• Exercise details: Could you retype, exactly as written, every line from the top of the records through the line that contains "Target: convertible car"?

• Exercise material:
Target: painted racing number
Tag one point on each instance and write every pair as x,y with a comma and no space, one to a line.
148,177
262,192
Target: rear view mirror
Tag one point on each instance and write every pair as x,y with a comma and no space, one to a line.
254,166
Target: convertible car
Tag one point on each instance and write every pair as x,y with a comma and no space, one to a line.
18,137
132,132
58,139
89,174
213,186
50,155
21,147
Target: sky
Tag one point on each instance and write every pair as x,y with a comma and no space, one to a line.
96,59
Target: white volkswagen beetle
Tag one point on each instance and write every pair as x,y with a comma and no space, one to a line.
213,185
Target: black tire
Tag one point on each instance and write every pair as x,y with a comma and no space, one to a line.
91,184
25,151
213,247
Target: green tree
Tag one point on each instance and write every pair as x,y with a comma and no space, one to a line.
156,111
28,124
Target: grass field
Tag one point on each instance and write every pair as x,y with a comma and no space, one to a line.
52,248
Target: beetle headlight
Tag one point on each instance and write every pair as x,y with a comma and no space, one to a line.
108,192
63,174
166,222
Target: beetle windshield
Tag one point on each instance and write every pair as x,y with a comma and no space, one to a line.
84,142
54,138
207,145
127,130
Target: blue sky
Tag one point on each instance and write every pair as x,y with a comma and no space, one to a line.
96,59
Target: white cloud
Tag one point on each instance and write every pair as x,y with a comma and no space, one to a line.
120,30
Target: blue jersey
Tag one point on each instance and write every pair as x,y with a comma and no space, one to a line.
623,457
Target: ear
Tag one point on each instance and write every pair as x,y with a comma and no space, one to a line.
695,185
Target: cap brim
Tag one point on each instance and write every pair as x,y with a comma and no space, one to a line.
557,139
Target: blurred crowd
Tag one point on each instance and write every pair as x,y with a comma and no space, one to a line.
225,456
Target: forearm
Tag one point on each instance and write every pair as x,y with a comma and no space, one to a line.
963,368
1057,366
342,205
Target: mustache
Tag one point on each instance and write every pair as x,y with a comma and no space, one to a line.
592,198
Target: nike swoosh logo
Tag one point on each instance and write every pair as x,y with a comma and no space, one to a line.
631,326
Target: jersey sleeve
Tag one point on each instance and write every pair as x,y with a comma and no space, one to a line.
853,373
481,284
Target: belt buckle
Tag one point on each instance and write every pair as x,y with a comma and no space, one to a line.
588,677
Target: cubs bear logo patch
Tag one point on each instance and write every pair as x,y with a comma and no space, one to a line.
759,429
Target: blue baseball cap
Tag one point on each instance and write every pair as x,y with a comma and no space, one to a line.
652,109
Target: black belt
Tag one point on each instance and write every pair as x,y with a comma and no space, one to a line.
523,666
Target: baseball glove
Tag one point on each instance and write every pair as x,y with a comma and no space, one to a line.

• Response to this exercise:
Target: painted racing number
Tag one point on each instance and write every pair as x,y with a comma and no space, one to a line.
148,177
262,192
Target: rear view mirror
Tag one point on each instance and write every pair as x,y with a comma and no space, one to a line.
254,166
Target: convertible car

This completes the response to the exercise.